**STATED GOAL:** Edit all of the records below by replacing every occurrence of "receives a separate outline" with "is given its own outline" and leaving everything else unchanged, and omit the pictures from your answer.

[BEGIN]

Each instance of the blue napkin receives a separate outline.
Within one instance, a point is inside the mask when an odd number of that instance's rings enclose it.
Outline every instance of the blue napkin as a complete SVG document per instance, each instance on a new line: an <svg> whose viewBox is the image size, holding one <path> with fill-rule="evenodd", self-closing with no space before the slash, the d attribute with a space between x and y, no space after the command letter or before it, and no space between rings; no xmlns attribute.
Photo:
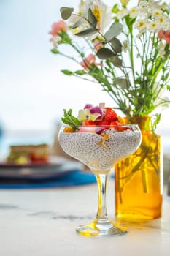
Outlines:
<svg viewBox="0 0 170 256"><path fill-rule="evenodd" d="M90 172L81 171L80 170L72 170L66 173L64 176L61 176L50 179L28 180L20 181L5 181L0 179L0 189L41 189L55 188L62 187L80 186L93 184L96 181L95 176Z"/></svg>

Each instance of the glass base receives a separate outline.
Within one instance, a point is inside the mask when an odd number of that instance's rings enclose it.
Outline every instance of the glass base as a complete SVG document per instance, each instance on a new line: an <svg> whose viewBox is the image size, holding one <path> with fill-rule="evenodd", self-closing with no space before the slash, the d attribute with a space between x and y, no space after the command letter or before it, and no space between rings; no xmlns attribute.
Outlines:
<svg viewBox="0 0 170 256"><path fill-rule="evenodd" d="M127 227L118 227L117 225L107 222L93 222L85 225L77 227L76 232L79 235L95 237L111 237L125 234L128 232Z"/></svg>

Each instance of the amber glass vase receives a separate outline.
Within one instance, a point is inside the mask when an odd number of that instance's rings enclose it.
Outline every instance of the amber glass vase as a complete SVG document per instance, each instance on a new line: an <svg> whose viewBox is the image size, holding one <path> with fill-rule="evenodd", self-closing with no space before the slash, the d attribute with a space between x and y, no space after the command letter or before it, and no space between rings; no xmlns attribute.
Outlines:
<svg viewBox="0 0 170 256"><path fill-rule="evenodd" d="M161 136L151 129L150 117L136 117L142 144L132 155L115 167L115 215L128 221L161 217L163 156Z"/></svg>

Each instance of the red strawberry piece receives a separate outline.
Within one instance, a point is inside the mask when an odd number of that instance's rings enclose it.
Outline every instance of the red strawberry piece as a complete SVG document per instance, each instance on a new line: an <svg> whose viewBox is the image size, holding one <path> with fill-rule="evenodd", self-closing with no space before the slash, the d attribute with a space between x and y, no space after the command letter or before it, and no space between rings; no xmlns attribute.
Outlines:
<svg viewBox="0 0 170 256"><path fill-rule="evenodd" d="M109 122L117 120L117 113L111 108L106 108L105 120Z"/></svg>

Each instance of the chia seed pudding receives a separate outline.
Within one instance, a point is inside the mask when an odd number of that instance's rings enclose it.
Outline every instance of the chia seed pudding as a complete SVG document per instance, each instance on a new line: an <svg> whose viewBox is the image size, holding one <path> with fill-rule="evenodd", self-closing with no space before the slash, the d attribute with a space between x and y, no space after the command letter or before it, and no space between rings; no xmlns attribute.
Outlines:
<svg viewBox="0 0 170 256"><path fill-rule="evenodd" d="M122 159L135 152L141 143L141 133L135 126L117 131L106 129L100 134L93 128L76 132L61 132L63 150L93 170L107 170Z"/></svg>

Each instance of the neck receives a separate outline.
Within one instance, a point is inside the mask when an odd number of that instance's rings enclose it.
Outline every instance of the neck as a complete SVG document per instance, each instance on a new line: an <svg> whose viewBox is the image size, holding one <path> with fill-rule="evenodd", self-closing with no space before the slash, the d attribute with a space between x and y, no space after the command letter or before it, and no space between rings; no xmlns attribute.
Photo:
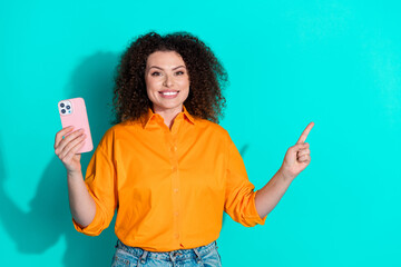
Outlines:
<svg viewBox="0 0 401 267"><path fill-rule="evenodd" d="M182 111L183 111L183 106L174 108L174 109L157 109L154 107L154 112L162 116L162 118L164 119L164 122L168 127L168 129L172 129L174 119Z"/></svg>

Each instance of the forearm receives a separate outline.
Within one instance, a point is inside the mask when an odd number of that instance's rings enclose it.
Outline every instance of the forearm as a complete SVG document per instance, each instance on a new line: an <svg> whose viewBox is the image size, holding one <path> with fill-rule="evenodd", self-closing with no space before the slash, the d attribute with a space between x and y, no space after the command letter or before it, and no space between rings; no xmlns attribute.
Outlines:
<svg viewBox="0 0 401 267"><path fill-rule="evenodd" d="M81 227L88 226L95 218L96 204L85 185L82 172L67 174L68 197L71 215Z"/></svg>
<svg viewBox="0 0 401 267"><path fill-rule="evenodd" d="M257 214L264 218L278 204L284 192L288 189L293 179L285 178L282 170L273 176L273 178L260 190L256 191L255 205Z"/></svg>

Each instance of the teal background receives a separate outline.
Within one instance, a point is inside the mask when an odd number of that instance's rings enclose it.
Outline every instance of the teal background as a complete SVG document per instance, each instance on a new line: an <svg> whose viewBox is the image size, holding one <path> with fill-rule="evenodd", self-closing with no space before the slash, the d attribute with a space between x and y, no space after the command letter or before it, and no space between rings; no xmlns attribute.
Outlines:
<svg viewBox="0 0 401 267"><path fill-rule="evenodd" d="M310 121L312 162L264 226L224 217L224 266L401 266L399 1L2 1L1 266L109 266L76 233L53 154L57 102L84 97L95 145L137 34L189 31L228 71L222 125L256 189ZM82 158L87 165L90 155Z"/></svg>

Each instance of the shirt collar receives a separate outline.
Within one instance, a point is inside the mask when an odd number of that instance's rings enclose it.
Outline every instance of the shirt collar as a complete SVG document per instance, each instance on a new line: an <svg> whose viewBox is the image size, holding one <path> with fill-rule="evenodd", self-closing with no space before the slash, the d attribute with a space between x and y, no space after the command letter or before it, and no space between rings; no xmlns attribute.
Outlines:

[END]

**SOLVED PROBLEM:**
Each instance of the blue napkin is given its own outline.
Within one instance, a point is inside the mask when an odd number of that instance's rings enclose it.
Outline every instance of the blue napkin as a complete SVG document per instance, each instance on a new line: an <svg> whose viewBox is the image size, holding one <path> with fill-rule="evenodd", self-closing with no space before the slash, the d attribute with a space between x and y, no space after the command letter or before it, and no space between rings; no xmlns attribute.
Photo:
Outlines:
<svg viewBox="0 0 170 256"><path fill-rule="evenodd" d="M90 172L81 171L80 170L72 170L66 173L64 176L61 176L50 179L28 180L20 181L5 181L0 179L0 189L41 189L55 188L62 187L80 186L93 184L96 181L95 176Z"/></svg>

Each instance of the glass base is given its own outline.
Within one instance, a point is inside the mask when an odd number of that instance's rings enclose it.
Outline every instance of the glass base as a complete SVG document per instance, each instance on a new line: an <svg> whose viewBox is the image size, holding one <path> with fill-rule="evenodd", self-closing with no space before the slash, the d attribute with a space between x and y, no space after the command letter or before it, and no space between rings; no xmlns attribute.
Outlines:
<svg viewBox="0 0 170 256"><path fill-rule="evenodd" d="M127 227L118 227L117 225L107 222L93 222L85 225L77 227L76 232L79 235L95 237L111 237L125 234L128 232Z"/></svg>

Each instance of the amber glass vase is given its own outline.
Within one instance, a point is inside the mask when an odd number of that instance's rings enclose it.
Outline every instance of the amber glass vase as a complete SVG document per instance, each instance on a new line: an <svg> whose viewBox is the image size, holding one <path> with fill-rule="evenodd", self-closing with no space before the slash, the d attribute with a space between x and y, no space after the command letter or before it, and no space between rings; no xmlns attribute.
Outlines:
<svg viewBox="0 0 170 256"><path fill-rule="evenodd" d="M161 136L151 129L150 117L136 117L142 144L132 155L115 167L115 215L128 221L161 217L163 156Z"/></svg>

Each instance of the red strawberry piece is given its own outline.
Within one instance, a point is inside the mask when an odd number of that instance's rings enclose it.
Outline every instance of the red strawberry piece as a complete SVG document per instance, each instance on a new line: an <svg> whose viewBox is the image size, holding one <path> with fill-rule="evenodd", self-closing with no space before the slash, the d attribute with a space between x and y, no space after the command letter or before it, and no space between rings; no xmlns attribute.
Outlines:
<svg viewBox="0 0 170 256"><path fill-rule="evenodd" d="M109 122L117 120L117 113L111 108L106 108L105 120Z"/></svg>

Each instance of the chia seed pudding is given its own outline.
Within one instance, a point is inside the mask when an odd number of that instance's rings enclose it.
Outline every instance of the chia seed pudding as a complete SVG document per instance, each instance on a new line: an <svg> whose viewBox is the image size, holding one <path> with fill-rule="evenodd", self-closing with no space before the slash, the d attribute with a space between x and y, no space after the command letter or before it, and no space between rings; no xmlns attribute.
Outlines:
<svg viewBox="0 0 170 256"><path fill-rule="evenodd" d="M122 159L135 152L141 143L141 133L135 126L117 131L106 129L100 134L93 128L76 132L61 132L63 150L93 170L107 170Z"/></svg>

Each instance of the neck is given its own outline.
Within one instance, a point is inside the mask when an odd number of that instance's rings enclose it.
Outline every instance of the neck as a complete SVG document per instance, each instance on a new line: an <svg> whose viewBox is the image size, holding one <path> with fill-rule="evenodd", self-closing with no space before the slash, the d attribute with a space between x and y, no space after the command letter or before it, and no space between rings; no xmlns attribute.
Photo:
Outlines:
<svg viewBox="0 0 401 267"><path fill-rule="evenodd" d="M182 111L183 111L183 106L174 108L174 109L157 109L154 107L154 112L162 116L162 118L164 119L164 122L168 127L168 129L172 129L174 119Z"/></svg>

Each instance of the forearm is given its own outline.
Within one instance, a point is inside the mask when an odd number of that instance's rings enclose it.
Outline every instance of the forearm as a complete SVG document per instance, each instance on a new line: an <svg> whose viewBox is the image size, holding one <path> with fill-rule="evenodd", self-closing with no space before the slash, the d attribute with a space between x and y, no space after the command letter or before it, and no space between rings; no xmlns attribute.
Outlines:
<svg viewBox="0 0 401 267"><path fill-rule="evenodd" d="M81 227L88 226L95 218L96 204L85 185L82 172L67 174L68 197L71 215Z"/></svg>
<svg viewBox="0 0 401 267"><path fill-rule="evenodd" d="M257 214L264 218L278 204L284 192L288 189L293 179L285 178L282 170L273 176L273 178L260 190L256 191L255 205Z"/></svg>

Each instance of the teal background is given its own outline.
Within one instance, a point is inside the mask when an odd number of that instance's rings enclose it.
Outline every instance of the teal background as a complete SVG document per instance, each instance on a new line: an <svg> whose viewBox is the image size, holding one <path> with fill-rule="evenodd", self-closing with no space before the slash, the d attribute with a space between x and y, no space after the command letter or before it, and no space between rings; no xmlns attribute.
Outlines:
<svg viewBox="0 0 401 267"><path fill-rule="evenodd" d="M310 121L312 162L264 226L224 217L224 266L401 266L399 1L2 1L1 266L109 266L76 233L53 154L57 102L84 97L95 145L137 34L189 31L228 71L222 125L256 189ZM82 158L87 165L90 155Z"/></svg>

Each instance of the shirt collar is given its own outline.
Within one instance, a point is inside the mask when an odd number of that instance's rings enclose it.
Outline every instance of the shirt collar as a complete SVG document per instance, each instance on a new line: an <svg> whose viewBox is the image size, holding one <path> with fill-rule="evenodd", self-closing with no space before the slash, the d attribute with a space between x and y, no space after the command letter or before it, and no space between rings; no xmlns attribute.
Outlines:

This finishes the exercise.